Set tasks:
#1 Using the passage about a remarkable memory, decide whether each statement agrees with it: (a) he often seemed perplexed by the wording of the dull books he read; (b) his memory was helped by his power of arranging information in its proper place; (c) errors became plain from the clearness of his statement of them. For each, give yes or no and quote the deciding words.
#2 Carry on the passage about a remarkable memory, beginning after its final sentence.

++++ Quoted text ++++

His astonishing memory was aided, no
doubt, in a great measure, by a still higher and
rarer faculty by his power of digesting
and arranging in its proper place all the information
he received, and of casting aside and rejecting,
as it were instinctively, whatever was worthless
or immaterial. Every conception that was
suggested to his mind seemed instantly to take
its place among its other rich furniture, and to be
condensed into the smallest and most convenient
form. He never appeared, therefore, to be
at all encumbered or perplexed with the verbiage
of the dull books he perused, or the idle talk to
which he listened; but to have at once extracted,
by a kind of intellectual alchemy, all that was
worthy of attention, and to have reduced it, for
his own use, to its true value and to its simplest
form. And thus it often happened that a great
deal more was learned from his brief and vigorous
account of the theories and arguments of tedious
writers, than an ordinary student could ever have
derived from the most painful study of the originals,
and that errors and absurdities became manifest
from the mere clearness and plainness of his statement
of them, which might have deluded and perplexed
most of his hearers without that invaluable assistance.

++++ Given entries ++++

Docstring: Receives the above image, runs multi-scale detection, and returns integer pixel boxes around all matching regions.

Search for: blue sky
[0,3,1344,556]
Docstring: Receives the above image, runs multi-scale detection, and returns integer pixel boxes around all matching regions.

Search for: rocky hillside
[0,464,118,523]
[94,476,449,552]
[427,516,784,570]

++++

Results for the exercise:
#1
(a) No: "He never appeared, therefore, to be at all encumbered or perplexed with the verbiage of the dull books he perused"
(b) Yes: "by his power of digesting and arranging in its proper place all the information he received"
(c) Yes: "errors and absurdities became manifest from the mere clearness and plainness of his statement of them"

#2
It is needless to say, that, with those
vast resources, his conversation was at all times
rich and instructive in no ordinary degree; but
it was, if possible, still more pleasing than
wise, and had all the charms of familiarity, with all
the substantial treasures of knowledge. No
man could be more social in his spirit, less assuming
or fastidious in his manners, or more kind and
indulgent toward all who approached him. He rather
liked to talk, at least in his latter years, but
though he took a considerable share of the conversation,
he rarely suggested the topics on which it was
to turn, but readily and quietly took up whatever
was presented by those around him, and astonished
the idle and barren propounders of an ordinary
theme, by the treasures which he drew from the
mine they had inconsciously opened. He generally
seemed, indeed, to have no choice or predilection
for one subject of discourse rather than another;
but allowed his mind, like a great cyclopaedia,
to be opened at any letter his associates might
choose to turn up, and only endeavour to select,
from his inexhaustible stores, what might be best
adapted to the taste of his present hearers. As
to their capacity he gave himself no trouble;
and, indeed, such was his singular talent for
making all things plain, clear, and intelligible,
that scarcely any one could be aware of such a deficiency
in his presence. His talk, too, though overflowing
with information, had no resemblance to lecturing
or solemn discoursing, but, on the contrary, was
full of colloquial spirit and pleasantry.
He had a certain quiet and grave humour, which ran
through most of his conversation, and a vein of temperate
jocularity, which gave infinite zest and effect
to the condensed and inexhaustible information
which formed its main staple and characteristic.
There was a little air of affected testiness, and
a tone of pretended rebuke and contradiction, with
which he used to address his younger friends,
that was always felt by them as an endearing mark
of his kindness and familiarity, and prized accordingly,
far beyond all the solemn compliments that ever
proceeded from the lips of authority. His voice
was deep and powerful, although he commonly spoke
in a low and somewhat monotonous tone, which harmonised
admirably with the weight and brevity of his observations,
and set off to the greatest advantage the pleasant
anecdotes, which he delivered with the same grave
brow, and the same calm smile playing soberly on his
lips. There was nothing of effort indeed,
or impatience, any more than pride or levity,
in his demeanour; and there was a finer expression
of reposing strength, and mild self-possession in
his manner, than we ever recollect to have met with
in any other person. He had in his character
the utmost abhorrence for all sorts of forwardness,
parade and pretensions; and, indeed, never failed
to put all such impostures out of countenance,
by the manly plainness and honest intrepidity
of his language and deportment.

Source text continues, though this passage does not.